◆ **DATA EXTRACTS**:
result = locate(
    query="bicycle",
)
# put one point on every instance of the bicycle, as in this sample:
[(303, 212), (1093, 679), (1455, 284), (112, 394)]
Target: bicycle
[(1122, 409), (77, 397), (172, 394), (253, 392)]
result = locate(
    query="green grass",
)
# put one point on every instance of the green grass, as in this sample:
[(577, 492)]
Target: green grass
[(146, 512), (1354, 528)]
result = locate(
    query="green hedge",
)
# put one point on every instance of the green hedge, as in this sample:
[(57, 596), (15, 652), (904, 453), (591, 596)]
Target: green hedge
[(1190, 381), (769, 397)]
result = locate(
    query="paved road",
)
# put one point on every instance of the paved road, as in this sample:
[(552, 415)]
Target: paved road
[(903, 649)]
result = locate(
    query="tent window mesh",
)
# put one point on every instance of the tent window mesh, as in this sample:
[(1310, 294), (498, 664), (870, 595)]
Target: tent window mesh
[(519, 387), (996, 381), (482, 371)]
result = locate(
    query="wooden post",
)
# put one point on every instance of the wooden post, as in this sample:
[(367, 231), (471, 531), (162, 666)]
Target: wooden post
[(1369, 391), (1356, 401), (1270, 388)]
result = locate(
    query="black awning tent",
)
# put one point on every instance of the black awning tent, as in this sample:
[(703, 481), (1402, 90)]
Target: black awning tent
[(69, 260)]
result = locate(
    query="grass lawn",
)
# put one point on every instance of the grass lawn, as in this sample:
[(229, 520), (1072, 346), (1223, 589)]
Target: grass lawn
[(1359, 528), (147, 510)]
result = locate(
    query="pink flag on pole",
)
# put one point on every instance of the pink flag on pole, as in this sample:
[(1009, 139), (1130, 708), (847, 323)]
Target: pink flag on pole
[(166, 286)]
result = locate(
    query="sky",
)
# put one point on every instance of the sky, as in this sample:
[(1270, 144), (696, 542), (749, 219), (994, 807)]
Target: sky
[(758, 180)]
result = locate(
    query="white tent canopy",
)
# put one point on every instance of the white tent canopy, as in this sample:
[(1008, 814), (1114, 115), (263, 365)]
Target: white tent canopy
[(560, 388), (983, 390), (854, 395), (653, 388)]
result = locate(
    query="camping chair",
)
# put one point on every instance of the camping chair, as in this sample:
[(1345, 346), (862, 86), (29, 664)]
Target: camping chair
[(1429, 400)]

* * *

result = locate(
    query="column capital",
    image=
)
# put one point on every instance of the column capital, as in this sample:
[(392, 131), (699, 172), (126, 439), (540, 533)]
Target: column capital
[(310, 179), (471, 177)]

◆ **WHAT NEEDS TO BE DONE**:
Please output exactly the lines between the one holding "[(57, 596), (15, 652), (904, 453), (591, 596)]" and the one holding "[(1009, 139), (1130, 708), (847, 323)]" in the records above, inclusive, and nothing more.

◆ **RESULT**:
[(57, 596), (15, 652), (904, 453), (591, 596)]
Target: green hedge
[(1190, 381), (769, 397)]
result = locate(
    query="paved road",
)
# put one point on every instance of the paved road, as in this sample:
[(552, 415)]
Target: paved road
[(903, 649)]
result = locate(
    query="tent window mesh",
)
# put one point on every instance of the tent window mesh, as in this sample:
[(1310, 294), (498, 664), (870, 595)]
Target: tent window mesh
[(519, 387), (996, 381), (482, 371)]
result = locate(
    query="wooden post",
)
# put one point on every instance of the wooden post, as in this sample:
[(367, 231), (471, 531), (162, 666)]
Target: wooden post
[(1369, 391), (1356, 401), (1270, 388)]
result = locate(
    query="black awning tent",
)
# put one point on every instance of the black awning tent, as in this sample:
[(703, 481), (1402, 90)]
Target: black awning tent
[(69, 260)]
result = locate(
    query="grass lawn",
)
# put one point on every instance of the grass lawn, as in this sample:
[(229, 520), (1072, 346), (1223, 589)]
Target: grass lawn
[(1359, 528), (147, 510)]
result = locate(
    query="pink flag on pole",
)
# put one point on every instance of the pink flag on pole, as in this sample:
[(1009, 139), (1130, 708), (847, 323)]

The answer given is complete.